▶ Required task:
Return each line of the material below unchanged.

[Excerpts of pointing data]
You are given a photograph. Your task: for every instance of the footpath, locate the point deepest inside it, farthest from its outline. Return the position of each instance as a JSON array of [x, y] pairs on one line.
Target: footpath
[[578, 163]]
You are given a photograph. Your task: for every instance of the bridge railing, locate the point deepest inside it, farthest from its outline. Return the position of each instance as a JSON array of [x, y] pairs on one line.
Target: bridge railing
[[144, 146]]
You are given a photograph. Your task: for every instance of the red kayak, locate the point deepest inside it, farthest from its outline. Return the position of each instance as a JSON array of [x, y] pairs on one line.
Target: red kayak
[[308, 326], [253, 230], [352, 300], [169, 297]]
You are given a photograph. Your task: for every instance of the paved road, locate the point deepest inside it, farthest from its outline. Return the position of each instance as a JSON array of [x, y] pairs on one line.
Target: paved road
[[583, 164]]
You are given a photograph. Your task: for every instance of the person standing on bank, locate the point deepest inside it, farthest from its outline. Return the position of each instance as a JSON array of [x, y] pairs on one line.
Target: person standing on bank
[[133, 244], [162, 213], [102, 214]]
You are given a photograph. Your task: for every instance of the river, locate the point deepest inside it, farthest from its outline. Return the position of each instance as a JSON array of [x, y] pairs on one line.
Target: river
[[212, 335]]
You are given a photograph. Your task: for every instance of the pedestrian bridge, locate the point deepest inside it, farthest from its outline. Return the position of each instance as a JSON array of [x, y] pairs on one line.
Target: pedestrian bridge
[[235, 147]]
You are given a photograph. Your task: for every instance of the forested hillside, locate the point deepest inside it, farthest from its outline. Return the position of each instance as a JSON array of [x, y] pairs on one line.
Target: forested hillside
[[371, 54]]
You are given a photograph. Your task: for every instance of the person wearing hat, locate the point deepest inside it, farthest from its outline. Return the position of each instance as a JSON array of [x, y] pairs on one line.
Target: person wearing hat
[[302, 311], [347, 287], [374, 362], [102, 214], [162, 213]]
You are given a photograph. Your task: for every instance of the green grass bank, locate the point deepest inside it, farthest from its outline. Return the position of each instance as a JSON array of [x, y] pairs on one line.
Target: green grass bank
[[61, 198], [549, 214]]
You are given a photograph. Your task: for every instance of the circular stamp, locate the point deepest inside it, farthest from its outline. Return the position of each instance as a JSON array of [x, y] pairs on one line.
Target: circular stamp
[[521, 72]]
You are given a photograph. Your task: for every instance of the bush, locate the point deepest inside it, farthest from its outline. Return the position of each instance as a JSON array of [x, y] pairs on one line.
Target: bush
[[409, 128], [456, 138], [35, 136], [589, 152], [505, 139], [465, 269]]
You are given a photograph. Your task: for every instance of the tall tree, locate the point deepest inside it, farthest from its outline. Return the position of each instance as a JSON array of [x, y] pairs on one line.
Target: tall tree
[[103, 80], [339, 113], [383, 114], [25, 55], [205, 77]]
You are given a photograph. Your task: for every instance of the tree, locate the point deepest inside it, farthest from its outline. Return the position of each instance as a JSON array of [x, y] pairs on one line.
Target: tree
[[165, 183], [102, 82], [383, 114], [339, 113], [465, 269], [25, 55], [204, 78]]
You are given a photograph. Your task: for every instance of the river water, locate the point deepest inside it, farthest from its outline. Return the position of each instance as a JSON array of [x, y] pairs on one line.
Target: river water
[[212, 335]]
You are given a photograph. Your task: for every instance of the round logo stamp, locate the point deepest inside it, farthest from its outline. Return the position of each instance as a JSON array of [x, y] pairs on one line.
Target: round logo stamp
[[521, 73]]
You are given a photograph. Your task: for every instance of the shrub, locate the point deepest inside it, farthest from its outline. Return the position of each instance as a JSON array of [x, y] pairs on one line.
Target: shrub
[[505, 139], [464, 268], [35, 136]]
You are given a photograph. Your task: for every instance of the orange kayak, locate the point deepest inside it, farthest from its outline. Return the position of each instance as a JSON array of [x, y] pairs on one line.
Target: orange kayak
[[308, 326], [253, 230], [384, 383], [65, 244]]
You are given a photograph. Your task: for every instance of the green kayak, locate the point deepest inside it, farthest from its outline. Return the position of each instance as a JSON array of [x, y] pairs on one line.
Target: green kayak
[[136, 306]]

▶ Output for this exercise:
You are given a photograph. Your task: for every instance of the footpath, locate the point deepest inside it, farthest from its outline. Return the position of each instance as a JSON array of [x, y] pairs on one line.
Target: footpath
[[578, 163]]
You are given a photograph. Your task: for every instance of the bridge railing, locate the point deepest inside it, farthest from its outline. Return the position of each instance as a JSON array of [x, y] pairs on one line.
Target: bridge railing
[[144, 146]]
You are given a photograph. Your task: for every instance of the red kayak, locate the point deepest inside it, farthest from its outline. Return the position of each instance as a JSON array of [x, y] pairs on one line.
Target: red kayak
[[308, 326], [253, 230], [352, 300], [169, 297]]
You are given a photograph. Your task: for every instance of the paved road, locate the point deepest inside it, farthest from its outline. Return the position of each instance as a JSON array of [x, y] pairs on one line.
Target: paved road
[[583, 164]]
You are given a photograph. Your task: for every instance of the person standing on bank, locate the point deepest inside it, farthest from its outline. Return the position of each instance as a JSON array of [x, y] pairs on one line.
Target: person standing on bank
[[133, 244], [162, 213], [102, 214]]
You are given a photograph. Your task: for every instance of the river, locate the point deepest inside it, farthest from its outline. Return the position of each instance as a JSON array of [x, y] pairs on one line.
Target: river
[[212, 335]]
You are given a photograph. Your task: for every instance of the pedestrian bridge, locate the point deepest inside it, farthest from its outline. Return the position of each instance as a JSON array of [x, y] pairs on one line.
Target: pedestrian bridge
[[235, 147]]
You are given a photograph. Your task: for every instance of the forested hillside, locate the point deepest inside it, farthest from its outline. Return the position of each instance as a JSON array of [x, y] pairs on one line.
Target: forested hillside
[[371, 54]]
You are given a photograph. Your task: for every instance of the person wearing hat, locate the point deepest inside it, farthest from its outline. Return the position of each instance as a JSON array of [x, y] pairs on one line.
Target: person wearing hat
[[302, 311], [347, 287], [374, 362], [102, 214], [162, 213]]
You are given a photograph. Your task: for every instance of the green grass bank, locate the point deepest inside it, farthest from its outline. Return the position of each instance as a JSON array of [x, y] pairs on one line.
Target: green grass bank
[[61, 198], [549, 214]]
You are given a photograph. Your task: for every instance of the circular stamp, locate the point deepest inside it, farthest from its outline. Return the position of each instance as a JSON array of [x, y] pairs on one line.
Target: circular stamp
[[521, 72]]
You are given a photograph. Your task: for every instance of the bush, locate the point deepest inside it, farthest from its outline. Return the position of each instance as a JSON array of [x, y] pairs on one line.
Target: bush
[[409, 128], [456, 138], [35, 136], [589, 152], [505, 139], [465, 269]]
You are given a photograph. Your task: for every instance of the tall tree, locate the point deepest inside it, farthest from its outline. Return the position of each instance as a JSON array of [x, y] pairs on one line.
Target: tall tree
[[103, 80], [339, 113], [383, 114], [25, 55], [205, 77]]
You are given a photograph. Your task: for every instance of the tree, locate the point deepest inside it, farthest from its outline. Return the position of each instance as a JSON array of [x, y] pairs on one line.
Target: tree
[[165, 183], [102, 82], [383, 114], [339, 113], [465, 269], [25, 55], [204, 78]]
You are given a photograph. Your task: for every instance of the river water, locate the point deepest inside it, farthest from its outline. Return the position of each instance as a JSON array of [x, y] pairs on one line.
Target: river water
[[212, 335]]
You are given a photograph. Your task: for every instance of the round logo stamp, locate the point deepest inside it, farthest from its outline. Return the position of each instance as a JSON array of [x, y] pairs on one line.
Target: round logo stamp
[[521, 73]]
You are given a photograph. Your task: for every instance of the shrub, locate the point deepest inside it, farthest from its outline. Return the position of each instance as a JSON array of [x, y] pairs on one line.
Target: shrub
[[505, 139], [464, 268], [35, 136]]
You are given a photograph. Your task: for every instance of the orange kayak, locate the point deepest inside it, farthest from its outline. Return the position of each instance as a JSON array of [x, y] pairs on one line.
Target: orange kayak
[[308, 326], [253, 230], [384, 383], [65, 244]]
You are given a photograph. Your task: for every instance of the green kayak, locate the point deepest inside it, farthest from its outline. Return the position of each instance as a JSON array of [x, y] pairs on one line.
Target: green kayak
[[136, 306]]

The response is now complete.